_DATASET RECORDS_
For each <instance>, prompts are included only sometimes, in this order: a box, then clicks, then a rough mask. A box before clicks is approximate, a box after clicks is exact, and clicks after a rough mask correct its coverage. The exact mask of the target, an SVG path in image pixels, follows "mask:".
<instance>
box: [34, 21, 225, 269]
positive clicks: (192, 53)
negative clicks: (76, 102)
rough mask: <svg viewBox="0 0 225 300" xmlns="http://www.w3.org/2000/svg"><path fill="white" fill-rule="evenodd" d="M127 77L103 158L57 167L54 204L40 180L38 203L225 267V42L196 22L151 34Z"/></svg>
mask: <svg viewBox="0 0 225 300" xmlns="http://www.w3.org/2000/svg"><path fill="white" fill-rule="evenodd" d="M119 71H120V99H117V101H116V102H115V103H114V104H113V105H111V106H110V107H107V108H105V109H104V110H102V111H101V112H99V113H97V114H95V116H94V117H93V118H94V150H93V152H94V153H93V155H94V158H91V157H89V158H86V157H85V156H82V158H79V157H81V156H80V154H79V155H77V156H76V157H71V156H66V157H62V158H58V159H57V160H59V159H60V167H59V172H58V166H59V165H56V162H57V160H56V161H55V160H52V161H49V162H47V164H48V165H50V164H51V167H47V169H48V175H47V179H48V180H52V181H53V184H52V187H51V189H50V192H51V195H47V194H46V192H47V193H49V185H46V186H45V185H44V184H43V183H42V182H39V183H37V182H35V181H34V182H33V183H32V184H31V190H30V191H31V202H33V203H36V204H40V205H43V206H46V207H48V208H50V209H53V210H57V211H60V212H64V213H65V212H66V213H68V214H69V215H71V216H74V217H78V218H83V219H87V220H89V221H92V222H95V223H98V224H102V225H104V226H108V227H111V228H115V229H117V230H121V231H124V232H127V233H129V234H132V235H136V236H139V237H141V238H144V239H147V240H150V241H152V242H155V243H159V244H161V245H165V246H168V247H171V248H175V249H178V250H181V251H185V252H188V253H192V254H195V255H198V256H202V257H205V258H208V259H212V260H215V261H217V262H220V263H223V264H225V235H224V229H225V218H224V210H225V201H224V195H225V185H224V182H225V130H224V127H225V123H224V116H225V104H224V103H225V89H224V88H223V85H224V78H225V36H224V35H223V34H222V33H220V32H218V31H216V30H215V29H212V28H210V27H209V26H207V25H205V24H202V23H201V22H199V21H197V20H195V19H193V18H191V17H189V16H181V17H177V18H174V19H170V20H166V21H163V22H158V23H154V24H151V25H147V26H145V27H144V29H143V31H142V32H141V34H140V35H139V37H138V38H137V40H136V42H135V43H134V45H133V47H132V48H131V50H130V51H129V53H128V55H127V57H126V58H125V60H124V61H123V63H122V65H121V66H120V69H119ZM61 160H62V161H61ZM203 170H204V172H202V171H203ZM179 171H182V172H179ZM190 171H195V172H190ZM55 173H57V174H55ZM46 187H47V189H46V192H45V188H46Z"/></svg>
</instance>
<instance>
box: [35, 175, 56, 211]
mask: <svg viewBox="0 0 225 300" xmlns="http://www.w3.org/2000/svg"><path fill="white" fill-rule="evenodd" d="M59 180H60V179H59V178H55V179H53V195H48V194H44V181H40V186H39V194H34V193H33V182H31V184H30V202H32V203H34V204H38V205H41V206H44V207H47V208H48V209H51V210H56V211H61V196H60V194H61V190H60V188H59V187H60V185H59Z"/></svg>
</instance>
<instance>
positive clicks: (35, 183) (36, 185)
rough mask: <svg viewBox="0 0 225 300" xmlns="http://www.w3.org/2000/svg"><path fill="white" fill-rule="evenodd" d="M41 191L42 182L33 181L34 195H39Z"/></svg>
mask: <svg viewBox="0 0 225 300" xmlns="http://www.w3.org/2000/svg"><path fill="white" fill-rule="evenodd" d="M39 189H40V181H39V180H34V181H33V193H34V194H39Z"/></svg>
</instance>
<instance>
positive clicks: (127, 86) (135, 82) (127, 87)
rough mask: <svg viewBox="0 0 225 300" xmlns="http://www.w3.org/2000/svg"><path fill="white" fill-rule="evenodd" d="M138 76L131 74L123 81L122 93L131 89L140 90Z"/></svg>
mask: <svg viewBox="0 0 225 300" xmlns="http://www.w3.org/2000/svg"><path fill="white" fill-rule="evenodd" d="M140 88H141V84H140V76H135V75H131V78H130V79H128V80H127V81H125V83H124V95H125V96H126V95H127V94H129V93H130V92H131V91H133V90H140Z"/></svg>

_DESCRIPTION OF THE TASK_
Rewrite all of the items above, replacing every occurrence of "positive clicks" with "foreground clicks" and leaving everything else unchanged.

_TASK RESULT_
For each <instance>, prompts are included only sometimes, in this order: a box, then clicks, then a rough mask. A box before clicks is approximate, a box after clicks is exact, and clicks after a rough mask correct its coverage. The exact mask of the target, an SVG path in image pixels, follows "mask:".
<instance>
box: [34, 21, 225, 269]
foreground clicks: (192, 53)
negative clicks: (76, 102)
rough mask: <svg viewBox="0 0 225 300" xmlns="http://www.w3.org/2000/svg"><path fill="white" fill-rule="evenodd" d="M127 77L103 158L57 167L54 204L40 180L38 203L225 267V42L196 22L151 34Z"/></svg>
mask: <svg viewBox="0 0 225 300" xmlns="http://www.w3.org/2000/svg"><path fill="white" fill-rule="evenodd" d="M119 71H120V99H117V101H116V102H115V103H114V104H113V105H111V106H110V107H107V108H105V109H104V110H102V111H101V112H99V113H97V114H95V116H94V117H93V118H94V150H93V152H94V153H93V155H94V158H91V157H89V158H86V157H85V156H82V158H79V157H81V156H80V154H79V155H77V156H76V157H71V156H66V157H62V158H58V159H57V160H59V159H60V167H59V172H58V166H59V165H56V162H57V160H56V161H55V160H52V161H49V162H47V164H48V165H50V164H51V167H47V169H48V175H47V179H48V180H52V181H53V184H52V187H51V189H50V192H51V195H47V194H46V192H47V193H49V185H46V186H45V185H44V184H43V183H42V182H39V183H37V182H35V181H34V182H33V183H32V184H31V190H30V191H31V202H33V203H36V204H40V205H43V206H46V207H48V208H50V209H53V210H57V211H60V212H64V213H65V212H66V213H68V214H69V215H71V216H74V217H78V218H83V219H87V220H89V221H92V222H95V223H98V224H102V225H104V226H108V227H111V228H115V229H117V230H121V231H124V232H127V233H129V234H132V235H136V236H139V237H141V238H144V239H147V240H150V241H152V242H155V243H159V244H161V245H165V246H168V247H171V248H175V249H178V250H181V251H185V252H188V253H192V254H195V255H198V256H202V257H205V258H208V259H212V260H215V261H217V262H220V263H223V264H225V235H224V229H225V218H224V210H225V201H224V195H225V185H224V182H225V130H224V127H225V123H224V116H225V104H224V103H225V89H224V88H223V85H224V78H225V36H224V35H223V34H222V33H220V32H218V31H216V30H215V29H212V28H210V27H209V26H207V25H205V24H202V23H201V22H199V21H197V20H195V19H193V18H191V17H189V16H181V17H177V18H174V19H170V20H166V21H163V22H158V23H154V24H151V25H147V26H145V27H144V29H143V31H142V32H141V34H140V35H139V37H138V38H137V40H136V42H135V43H134V45H133V47H132V48H131V50H130V51H129V53H128V55H127V57H126V58H125V60H124V61H123V63H122V65H121V66H120V69H119ZM61 160H62V161H61ZM203 170H204V172H202V171H203ZM179 171H182V172H179ZM190 171H195V172H190ZM55 173H57V174H55ZM46 187H47V189H46V192H45V188H46Z"/></svg>
</instance>
<instance>
box: [35, 175, 56, 211]
mask: <svg viewBox="0 0 225 300" xmlns="http://www.w3.org/2000/svg"><path fill="white" fill-rule="evenodd" d="M59 180H60V179H59V178H55V179H53V195H48V194H44V181H40V186H39V194H34V193H33V182H31V184H30V202H32V203H34V204H38V205H41V206H44V207H47V208H48V209H51V210H56V211H61V196H60V194H61V190H60V188H59V187H60V185H59Z"/></svg>
</instance>
<instance>
foreground clicks: (35, 183) (36, 185)
rough mask: <svg viewBox="0 0 225 300" xmlns="http://www.w3.org/2000/svg"><path fill="white" fill-rule="evenodd" d="M41 191L42 182L33 181L34 195H39Z"/></svg>
mask: <svg viewBox="0 0 225 300" xmlns="http://www.w3.org/2000/svg"><path fill="white" fill-rule="evenodd" d="M39 189H40V181H39V180H34V181H33V193H34V194H39Z"/></svg>
</instance>
<instance>
foreground clicks: (127, 86) (135, 82) (127, 87)
rough mask: <svg viewBox="0 0 225 300" xmlns="http://www.w3.org/2000/svg"><path fill="white" fill-rule="evenodd" d="M138 76L131 74L123 81L122 93L131 89L140 90Z"/></svg>
mask: <svg viewBox="0 0 225 300" xmlns="http://www.w3.org/2000/svg"><path fill="white" fill-rule="evenodd" d="M140 88H141V84H140V76H135V75H131V78H130V79H128V80H127V81H125V83H124V95H125V96H126V95H127V94H129V93H130V92H131V91H133V90H140Z"/></svg>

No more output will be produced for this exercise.